Exercise objective =
When the line containing "pale grey-white crane" is reached, include it and end there; set down verbatim every line before it, starting at the top of the records.

Records contained in a dataset
____
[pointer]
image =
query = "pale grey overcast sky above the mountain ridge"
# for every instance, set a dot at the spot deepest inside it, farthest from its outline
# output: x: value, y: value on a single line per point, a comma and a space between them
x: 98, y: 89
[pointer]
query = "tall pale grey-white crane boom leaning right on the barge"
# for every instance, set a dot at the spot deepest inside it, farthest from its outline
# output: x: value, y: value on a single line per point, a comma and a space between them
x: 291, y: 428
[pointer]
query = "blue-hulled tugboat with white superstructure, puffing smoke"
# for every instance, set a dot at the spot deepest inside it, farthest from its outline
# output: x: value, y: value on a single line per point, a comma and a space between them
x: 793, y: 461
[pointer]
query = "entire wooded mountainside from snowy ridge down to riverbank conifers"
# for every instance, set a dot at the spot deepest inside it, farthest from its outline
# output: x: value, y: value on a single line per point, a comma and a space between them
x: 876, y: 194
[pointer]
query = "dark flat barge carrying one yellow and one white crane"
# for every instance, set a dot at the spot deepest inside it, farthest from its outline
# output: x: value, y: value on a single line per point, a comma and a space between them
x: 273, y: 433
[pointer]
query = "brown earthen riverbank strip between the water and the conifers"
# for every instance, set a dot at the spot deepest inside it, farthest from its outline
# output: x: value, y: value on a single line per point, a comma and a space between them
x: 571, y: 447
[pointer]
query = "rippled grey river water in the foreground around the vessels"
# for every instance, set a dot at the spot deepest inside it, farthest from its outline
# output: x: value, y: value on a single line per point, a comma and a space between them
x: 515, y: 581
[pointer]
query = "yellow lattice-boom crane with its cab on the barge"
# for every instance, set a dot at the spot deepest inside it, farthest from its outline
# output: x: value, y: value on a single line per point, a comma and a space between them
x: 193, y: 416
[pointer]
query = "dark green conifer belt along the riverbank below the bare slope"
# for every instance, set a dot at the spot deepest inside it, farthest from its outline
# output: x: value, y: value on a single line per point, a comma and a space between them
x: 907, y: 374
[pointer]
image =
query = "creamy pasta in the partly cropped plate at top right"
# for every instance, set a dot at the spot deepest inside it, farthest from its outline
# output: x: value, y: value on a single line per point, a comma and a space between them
____
Your response =
[pointer]
image =
query = "pale grey overcast sky above the mountain ridge"
# for every instance, set a dot at the spot deepest inside it, farthest from its outline
# output: x: value, y: value on a single line per point, a comma and a space between them
x: 98, y: 89
[pointer]
query = "tall pale grey-white crane boom leaning right on the barge"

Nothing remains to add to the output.